## Tugas yang Dikerjakan
Ubah paragraf dalam petikan teks yang diawali "Itulah rumah dimana" menjadi daftar butir singkat berisi fakta-fakta utamanya.

## Petikan Teks
______________________________
Menyambangi Rumah Multatuli alias Eduard Douwes Dekker

September 14, 2016

Mumpung masih belum jauh dari bulan Agustus yang penuh dengan semangat peringatan kemerdekaan Indonesia yang ke-71, mau berbagi cerita tentang kunjungan kami ke Museum Multatuli alias Eduard Douwes Dekker di Amsterdam, Negeri Belanda.


Saat itu akhir bulan April, cuaca di Amsterdam masih cukup dingin. Kami berjalan menyusuri jalanan yang ramai dengan wisatawan. Walaupun dingin, matahari bersinar cerah menyemarakkan suasana. Hingga sampailah kami di jalan kecil, di depan sebuah rumah kecil dengan spanduk memanjang.

Itulah rumah dimana Eduard Douwes Dekker dilahirkan. Sebuah rumah kanal dari abad ke-17. Untuk masuk ke lantai satu, kami harus naik tangga ke atas. Lantai satunya hanya berupa ruangan sempit penuh buku dan beberapa karya Multatuli. Di bagian depan terdapat satu meja kerja, tempat sang kurator bekerja. Hari itu yang bertugas adalah seorang bapak ramah yang semangat menyambut kami. Mungkin karena saat itu tidak ada pengunjung lain selain kami.

Kami memperkenalkan diri dari Indonesia. Bapak itu lalu menjawab, "Oh so you must be know the works of Multatuli." Lalu si Bapak menunjukkan kami ini dan itu, ada apa di lantai satu, ada apa di lantai dua, dan sebagainya. Menuju lantai dua rumah itu, kami harus melalui tangga yang sempit dan curam. Alif harus saya pegang erat-erat agar tidak terjatuh.
______________________________
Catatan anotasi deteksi
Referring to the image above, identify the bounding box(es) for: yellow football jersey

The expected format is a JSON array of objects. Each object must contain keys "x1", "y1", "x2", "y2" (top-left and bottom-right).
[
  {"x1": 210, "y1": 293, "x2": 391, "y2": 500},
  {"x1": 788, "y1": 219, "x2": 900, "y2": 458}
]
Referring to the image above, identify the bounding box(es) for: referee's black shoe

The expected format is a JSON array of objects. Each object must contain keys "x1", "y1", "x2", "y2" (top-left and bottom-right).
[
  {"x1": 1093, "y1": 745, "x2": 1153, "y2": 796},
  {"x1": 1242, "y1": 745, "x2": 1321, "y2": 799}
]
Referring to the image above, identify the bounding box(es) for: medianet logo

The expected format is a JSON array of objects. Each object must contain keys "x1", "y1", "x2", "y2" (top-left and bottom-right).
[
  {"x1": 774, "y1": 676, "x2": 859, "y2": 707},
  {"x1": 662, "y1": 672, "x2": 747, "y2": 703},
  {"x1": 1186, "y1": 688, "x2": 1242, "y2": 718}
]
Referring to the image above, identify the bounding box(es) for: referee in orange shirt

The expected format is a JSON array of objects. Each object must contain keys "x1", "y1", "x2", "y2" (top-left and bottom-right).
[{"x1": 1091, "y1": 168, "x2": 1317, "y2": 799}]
______________________________
## Jawaban
- Rumah kelahiran Eduard Douwes Dekker adalah rumah kanal dari abad ke-17.
- Lantai satu dicapai dengan menaiki tangga.
- Lantai satu berupa ruangan sempit yang penuh buku dan beberapa karya Multatuli.
- Di bagian depan ada meja kerja kurator.
- Hari itu kurator yang bertugas adalah seorang bapak ramah yang menyambut dengan bersemangat.
- Tidak ada pengunjung lain selain rombongan penulis.